TASK PROMPT>
Give the records again from the line with "black helmet sits?" up to and including the line with "[281,118,310,323]", changing "rock chip" to "stone fragment" and leaving everything else as it is. Leave the pictures out of your answer.

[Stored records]
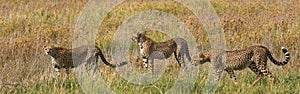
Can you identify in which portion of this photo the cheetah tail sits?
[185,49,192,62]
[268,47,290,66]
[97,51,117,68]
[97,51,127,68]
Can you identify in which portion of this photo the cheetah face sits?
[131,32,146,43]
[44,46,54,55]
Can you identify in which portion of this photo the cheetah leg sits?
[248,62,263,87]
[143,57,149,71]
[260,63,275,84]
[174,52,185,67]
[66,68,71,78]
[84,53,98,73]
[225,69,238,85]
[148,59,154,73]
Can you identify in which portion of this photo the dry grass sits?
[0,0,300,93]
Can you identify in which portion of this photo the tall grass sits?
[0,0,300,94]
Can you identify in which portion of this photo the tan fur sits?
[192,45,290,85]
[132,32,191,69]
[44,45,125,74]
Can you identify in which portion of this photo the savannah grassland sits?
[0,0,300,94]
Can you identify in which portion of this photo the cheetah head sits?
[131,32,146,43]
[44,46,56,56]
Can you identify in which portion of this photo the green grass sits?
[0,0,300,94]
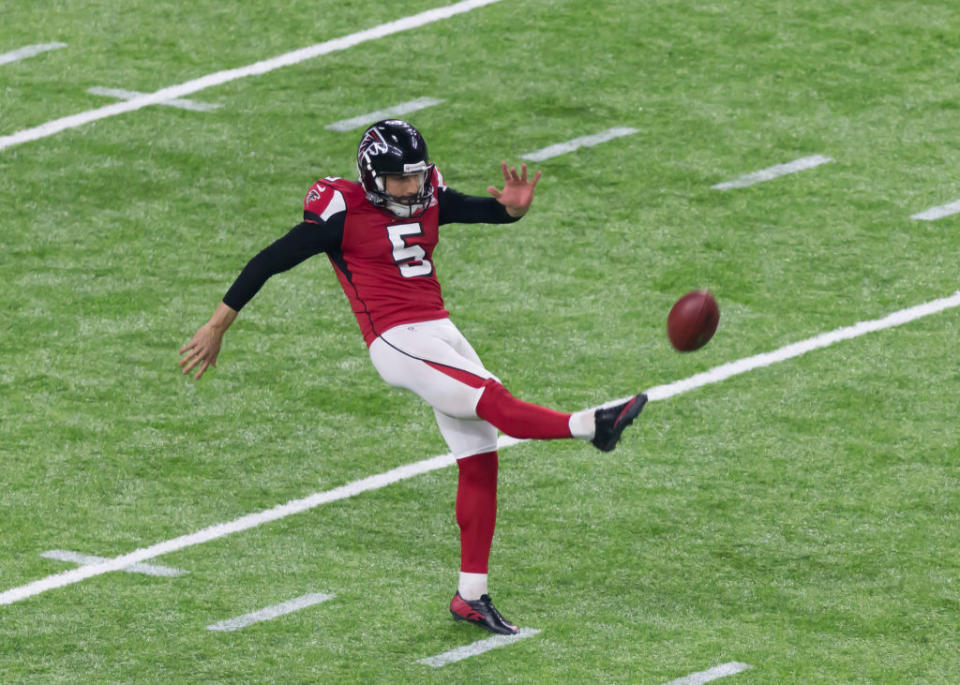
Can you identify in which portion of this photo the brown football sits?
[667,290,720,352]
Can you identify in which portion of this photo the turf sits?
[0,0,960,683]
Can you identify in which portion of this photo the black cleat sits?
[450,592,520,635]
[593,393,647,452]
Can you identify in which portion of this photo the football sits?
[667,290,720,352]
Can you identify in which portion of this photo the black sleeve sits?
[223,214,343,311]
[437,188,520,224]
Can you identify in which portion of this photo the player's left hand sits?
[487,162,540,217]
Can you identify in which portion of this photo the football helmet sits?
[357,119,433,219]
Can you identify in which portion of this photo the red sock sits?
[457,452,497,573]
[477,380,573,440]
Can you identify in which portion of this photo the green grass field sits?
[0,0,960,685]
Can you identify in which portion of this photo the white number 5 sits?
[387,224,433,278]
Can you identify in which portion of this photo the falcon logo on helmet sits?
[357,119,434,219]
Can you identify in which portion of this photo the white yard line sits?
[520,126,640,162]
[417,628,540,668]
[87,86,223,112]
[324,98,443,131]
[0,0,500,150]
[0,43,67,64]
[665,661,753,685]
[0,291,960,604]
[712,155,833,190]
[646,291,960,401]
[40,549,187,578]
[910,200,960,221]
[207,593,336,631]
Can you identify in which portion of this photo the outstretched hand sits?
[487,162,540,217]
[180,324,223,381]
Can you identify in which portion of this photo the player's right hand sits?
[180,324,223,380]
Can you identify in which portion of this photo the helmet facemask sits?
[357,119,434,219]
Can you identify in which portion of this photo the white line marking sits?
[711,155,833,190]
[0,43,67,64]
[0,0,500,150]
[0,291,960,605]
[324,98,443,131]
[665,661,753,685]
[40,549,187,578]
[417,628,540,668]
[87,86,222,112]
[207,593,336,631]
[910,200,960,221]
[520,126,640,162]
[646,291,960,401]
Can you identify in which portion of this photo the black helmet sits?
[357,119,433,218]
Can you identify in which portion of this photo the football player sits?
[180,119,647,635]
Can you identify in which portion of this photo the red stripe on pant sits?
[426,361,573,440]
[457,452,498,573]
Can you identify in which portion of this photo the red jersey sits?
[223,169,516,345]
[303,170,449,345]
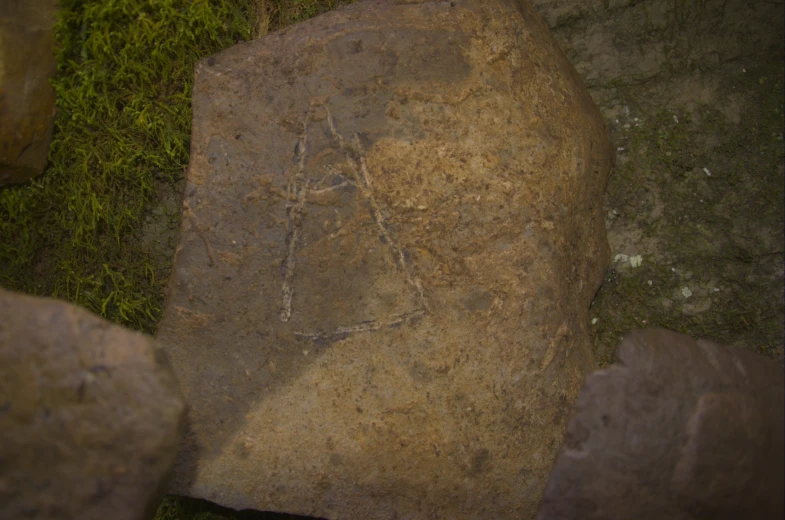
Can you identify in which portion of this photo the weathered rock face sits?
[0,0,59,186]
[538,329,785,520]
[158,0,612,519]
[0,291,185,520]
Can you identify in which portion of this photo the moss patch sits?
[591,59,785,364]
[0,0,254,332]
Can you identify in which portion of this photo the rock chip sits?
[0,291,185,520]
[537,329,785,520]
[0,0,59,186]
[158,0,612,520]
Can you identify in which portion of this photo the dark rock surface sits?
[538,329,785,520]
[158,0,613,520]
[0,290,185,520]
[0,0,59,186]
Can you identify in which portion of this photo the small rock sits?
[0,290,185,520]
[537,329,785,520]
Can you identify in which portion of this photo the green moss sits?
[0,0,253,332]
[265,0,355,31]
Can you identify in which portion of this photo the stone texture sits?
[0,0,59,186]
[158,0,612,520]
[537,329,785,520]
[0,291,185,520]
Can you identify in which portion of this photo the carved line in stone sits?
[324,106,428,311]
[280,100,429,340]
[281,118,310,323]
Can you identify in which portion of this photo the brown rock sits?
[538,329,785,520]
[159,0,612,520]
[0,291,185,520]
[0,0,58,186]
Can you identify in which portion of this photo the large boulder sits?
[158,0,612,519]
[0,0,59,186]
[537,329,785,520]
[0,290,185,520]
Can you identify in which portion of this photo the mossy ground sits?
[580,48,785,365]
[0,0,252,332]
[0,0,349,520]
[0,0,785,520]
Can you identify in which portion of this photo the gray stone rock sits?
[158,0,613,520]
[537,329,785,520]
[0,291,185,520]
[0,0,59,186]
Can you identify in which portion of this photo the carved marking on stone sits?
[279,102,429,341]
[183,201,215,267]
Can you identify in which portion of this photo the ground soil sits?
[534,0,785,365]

RESPONSE BELOW>
Can you identify in which portion of this photo the black helmet sits?
[357,119,433,218]
Can you identify in which portion of this photo the football player sits?
[180,119,647,635]
Can you identify in which portion of this photo the red stripe on pant sits?
[426,361,573,440]
[457,452,498,573]
Can you identify in which portion of this photo the red jersey sits?
[223,169,516,345]
[303,170,449,345]
Can you identify in which portion of this photo the weathered rock face sits?
[0,0,59,186]
[538,329,785,520]
[158,0,612,519]
[0,291,185,520]
Can you identify in which portion of this photo the moss patch sits?
[591,59,785,364]
[0,0,254,332]
Can you identify in which portion of this photo the stone fragment sits?
[0,291,185,520]
[537,329,785,520]
[0,0,59,186]
[158,0,612,520]
Can you identify in which portion of this photo the dark rock surface sits?
[538,329,785,520]
[158,0,613,520]
[0,290,185,520]
[0,0,59,186]
Can you identify in which portion of this photo the small rock sits?
[0,290,185,520]
[537,329,785,520]
Can you identify in which portion of this photo the green moss sits?
[0,0,253,332]
[265,0,355,31]
Can you identify in which portion of this photo the stone texture sits?
[0,0,59,186]
[158,0,612,520]
[537,329,785,520]
[0,291,185,520]
Can you identify in which portion of this photo the carved line in stone sits?
[324,106,428,311]
[280,100,429,340]
[281,118,310,323]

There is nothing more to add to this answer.